=== What to produce ===
For this task, copy all of the data below exactly and skip the pictures.
──────────────────────────────
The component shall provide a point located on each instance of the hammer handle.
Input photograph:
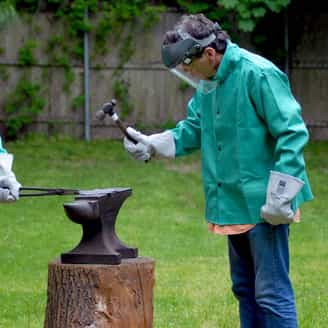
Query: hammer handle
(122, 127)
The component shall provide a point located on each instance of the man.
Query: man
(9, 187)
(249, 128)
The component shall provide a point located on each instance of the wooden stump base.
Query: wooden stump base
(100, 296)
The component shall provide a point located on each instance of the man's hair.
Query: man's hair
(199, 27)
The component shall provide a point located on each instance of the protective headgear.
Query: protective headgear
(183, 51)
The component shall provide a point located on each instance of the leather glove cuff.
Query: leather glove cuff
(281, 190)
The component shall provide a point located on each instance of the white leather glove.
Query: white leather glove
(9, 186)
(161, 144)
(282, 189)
──────────────────────────────
=== Response to the task ===
The component shall provide a point located on each instance of the hammer handle.
Input photograph:
Query: hammer handle
(122, 127)
The component shall provide a point located on each instance of the man.
Query: man
(9, 187)
(249, 128)
The component shall provide a point located on each instance of the wooden stump base.
Query: wooden stump base
(100, 296)
The component shall provide a point located on each instance of the man's hair.
Query: man's hair
(199, 27)
The component shall provide a point located on each instance of the protective headgear.
Query: protective headgear
(183, 51)
The component shall provide a point located on each instance of the leather glove cuff.
Query: leather glove cuff
(281, 190)
The component shall provide a point located on each instance of the white leather glove.
Query: white leather glove
(9, 186)
(161, 144)
(282, 189)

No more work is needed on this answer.